**Given instruction**: Rewrite the lines from the start through the line containing "point(464, 156)", swapping "cow's muzzle" for "cow's snout" and leaving everything else unchanged.

**Supplied material**:
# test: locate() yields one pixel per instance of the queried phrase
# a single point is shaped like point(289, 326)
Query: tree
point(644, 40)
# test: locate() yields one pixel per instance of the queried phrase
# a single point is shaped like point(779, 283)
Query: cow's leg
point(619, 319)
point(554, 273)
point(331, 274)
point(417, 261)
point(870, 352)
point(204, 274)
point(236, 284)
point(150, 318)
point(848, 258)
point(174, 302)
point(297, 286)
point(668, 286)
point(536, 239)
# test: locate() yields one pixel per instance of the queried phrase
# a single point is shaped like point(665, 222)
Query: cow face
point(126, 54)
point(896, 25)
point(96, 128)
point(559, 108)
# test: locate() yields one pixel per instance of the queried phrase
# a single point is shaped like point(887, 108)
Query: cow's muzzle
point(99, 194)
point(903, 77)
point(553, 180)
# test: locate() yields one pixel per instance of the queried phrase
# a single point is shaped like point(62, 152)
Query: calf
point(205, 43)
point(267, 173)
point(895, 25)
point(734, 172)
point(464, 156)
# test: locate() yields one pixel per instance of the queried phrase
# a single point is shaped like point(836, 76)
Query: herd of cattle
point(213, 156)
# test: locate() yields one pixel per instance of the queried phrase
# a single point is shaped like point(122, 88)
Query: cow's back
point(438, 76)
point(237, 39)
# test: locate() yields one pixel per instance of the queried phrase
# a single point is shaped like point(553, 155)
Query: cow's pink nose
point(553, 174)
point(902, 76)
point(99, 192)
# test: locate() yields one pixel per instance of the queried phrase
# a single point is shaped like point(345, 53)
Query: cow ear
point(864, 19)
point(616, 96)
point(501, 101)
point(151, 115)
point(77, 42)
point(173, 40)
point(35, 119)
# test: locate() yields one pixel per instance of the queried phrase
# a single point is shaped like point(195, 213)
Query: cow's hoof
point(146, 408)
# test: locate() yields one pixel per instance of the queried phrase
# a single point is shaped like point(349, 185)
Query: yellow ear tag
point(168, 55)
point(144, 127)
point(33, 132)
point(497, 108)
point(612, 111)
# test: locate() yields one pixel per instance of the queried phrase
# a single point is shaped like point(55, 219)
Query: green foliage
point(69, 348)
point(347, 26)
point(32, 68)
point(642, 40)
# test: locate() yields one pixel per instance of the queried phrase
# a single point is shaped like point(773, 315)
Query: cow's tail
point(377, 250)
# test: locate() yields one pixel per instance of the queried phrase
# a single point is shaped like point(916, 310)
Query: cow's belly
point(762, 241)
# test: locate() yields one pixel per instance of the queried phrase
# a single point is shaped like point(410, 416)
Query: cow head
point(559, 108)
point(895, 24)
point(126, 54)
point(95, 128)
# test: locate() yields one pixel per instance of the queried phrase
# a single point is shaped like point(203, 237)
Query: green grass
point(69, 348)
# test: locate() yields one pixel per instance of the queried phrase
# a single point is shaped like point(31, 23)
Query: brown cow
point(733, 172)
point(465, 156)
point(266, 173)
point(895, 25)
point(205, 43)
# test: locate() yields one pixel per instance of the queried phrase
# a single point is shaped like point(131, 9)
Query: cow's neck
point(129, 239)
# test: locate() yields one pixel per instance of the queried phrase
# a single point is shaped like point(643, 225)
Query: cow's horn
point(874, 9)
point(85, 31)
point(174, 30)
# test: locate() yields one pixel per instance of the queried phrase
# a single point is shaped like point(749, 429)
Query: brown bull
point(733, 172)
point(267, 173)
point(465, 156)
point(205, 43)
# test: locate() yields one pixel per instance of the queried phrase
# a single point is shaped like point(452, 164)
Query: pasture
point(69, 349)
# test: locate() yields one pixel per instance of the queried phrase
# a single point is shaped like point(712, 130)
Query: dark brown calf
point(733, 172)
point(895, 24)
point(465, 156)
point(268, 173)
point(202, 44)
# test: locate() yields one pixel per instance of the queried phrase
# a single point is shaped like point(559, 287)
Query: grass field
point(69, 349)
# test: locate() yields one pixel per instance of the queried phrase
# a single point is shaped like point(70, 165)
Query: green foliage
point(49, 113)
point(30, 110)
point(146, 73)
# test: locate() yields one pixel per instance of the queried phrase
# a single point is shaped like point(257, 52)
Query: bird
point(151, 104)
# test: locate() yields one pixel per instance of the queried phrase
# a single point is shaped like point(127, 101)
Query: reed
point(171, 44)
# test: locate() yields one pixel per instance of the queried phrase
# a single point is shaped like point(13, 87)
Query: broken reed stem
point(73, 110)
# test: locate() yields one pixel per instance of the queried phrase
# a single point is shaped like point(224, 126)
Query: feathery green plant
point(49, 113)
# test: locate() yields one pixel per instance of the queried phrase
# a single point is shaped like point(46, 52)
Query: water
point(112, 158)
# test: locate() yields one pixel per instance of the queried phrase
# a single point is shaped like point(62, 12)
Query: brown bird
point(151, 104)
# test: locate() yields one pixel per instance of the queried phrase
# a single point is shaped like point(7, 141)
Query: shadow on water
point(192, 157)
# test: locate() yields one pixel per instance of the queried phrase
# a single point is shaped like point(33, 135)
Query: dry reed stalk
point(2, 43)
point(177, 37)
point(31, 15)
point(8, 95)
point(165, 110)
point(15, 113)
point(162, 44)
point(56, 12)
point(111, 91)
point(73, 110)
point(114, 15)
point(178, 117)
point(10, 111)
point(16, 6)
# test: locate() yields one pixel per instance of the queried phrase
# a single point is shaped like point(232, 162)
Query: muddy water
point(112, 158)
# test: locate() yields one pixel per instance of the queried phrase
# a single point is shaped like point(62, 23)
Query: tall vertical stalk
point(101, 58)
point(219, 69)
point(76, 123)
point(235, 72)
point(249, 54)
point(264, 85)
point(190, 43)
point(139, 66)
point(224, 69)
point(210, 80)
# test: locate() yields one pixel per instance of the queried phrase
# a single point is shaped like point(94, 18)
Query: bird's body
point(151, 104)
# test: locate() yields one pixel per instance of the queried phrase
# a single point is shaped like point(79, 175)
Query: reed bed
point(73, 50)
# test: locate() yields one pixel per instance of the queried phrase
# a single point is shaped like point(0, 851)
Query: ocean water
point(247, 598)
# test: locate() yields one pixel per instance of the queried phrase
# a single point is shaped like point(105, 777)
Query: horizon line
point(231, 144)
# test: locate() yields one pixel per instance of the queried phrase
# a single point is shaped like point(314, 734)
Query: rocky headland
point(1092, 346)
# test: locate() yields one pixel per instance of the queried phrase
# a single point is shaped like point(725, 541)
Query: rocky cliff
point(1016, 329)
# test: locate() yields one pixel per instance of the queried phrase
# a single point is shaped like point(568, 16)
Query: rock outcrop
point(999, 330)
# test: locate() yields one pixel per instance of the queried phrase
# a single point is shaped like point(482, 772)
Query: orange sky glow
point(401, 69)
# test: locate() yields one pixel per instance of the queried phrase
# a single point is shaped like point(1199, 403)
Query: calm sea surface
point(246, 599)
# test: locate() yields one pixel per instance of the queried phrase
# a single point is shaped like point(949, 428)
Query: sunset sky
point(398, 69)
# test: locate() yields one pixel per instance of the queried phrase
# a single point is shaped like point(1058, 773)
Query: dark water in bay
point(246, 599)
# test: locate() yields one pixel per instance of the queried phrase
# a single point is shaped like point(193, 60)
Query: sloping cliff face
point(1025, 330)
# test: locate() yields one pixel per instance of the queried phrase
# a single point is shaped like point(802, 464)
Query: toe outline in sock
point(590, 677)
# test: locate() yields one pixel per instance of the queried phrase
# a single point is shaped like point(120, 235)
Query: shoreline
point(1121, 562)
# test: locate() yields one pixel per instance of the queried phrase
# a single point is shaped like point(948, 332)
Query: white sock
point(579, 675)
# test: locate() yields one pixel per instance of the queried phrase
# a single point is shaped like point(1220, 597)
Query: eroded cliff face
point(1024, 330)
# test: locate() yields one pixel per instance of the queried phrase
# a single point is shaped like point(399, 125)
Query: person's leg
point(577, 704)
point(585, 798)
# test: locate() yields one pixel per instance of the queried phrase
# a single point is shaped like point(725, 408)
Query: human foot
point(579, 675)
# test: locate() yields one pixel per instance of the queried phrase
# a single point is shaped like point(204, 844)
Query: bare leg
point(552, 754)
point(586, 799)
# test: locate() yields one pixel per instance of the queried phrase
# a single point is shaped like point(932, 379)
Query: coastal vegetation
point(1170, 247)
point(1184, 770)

**Exercise result**:
# test: locate() yields one pixel per instance of the queried phrase
# a single point is shaped like point(289, 326)
Query: tree
point(644, 40)
# test: locate() yields one pixel per instance of the queried phrase
# a single point is shaped like point(779, 283)
Query: cow's leg
point(619, 319)
point(554, 273)
point(331, 274)
point(417, 261)
point(870, 352)
point(204, 274)
point(236, 284)
point(150, 318)
point(848, 258)
point(174, 302)
point(297, 286)
point(668, 286)
point(536, 239)
# test: locate() yields one pixel per instance of the queried phrase
# a single point is shaped like point(665, 222)
Query: cow face
point(126, 54)
point(896, 25)
point(96, 128)
point(559, 108)
# test: locate() yields one pixel per instance of the queried phrase
# a single point is shaped like point(887, 108)
Query: cow's snout
point(99, 194)
point(903, 77)
point(553, 180)
# test: locate() yields one pixel per instance of the queried phrase
# a single point is shaped like point(62, 152)
Query: calf
point(205, 43)
point(267, 173)
point(895, 25)
point(734, 172)
point(464, 156)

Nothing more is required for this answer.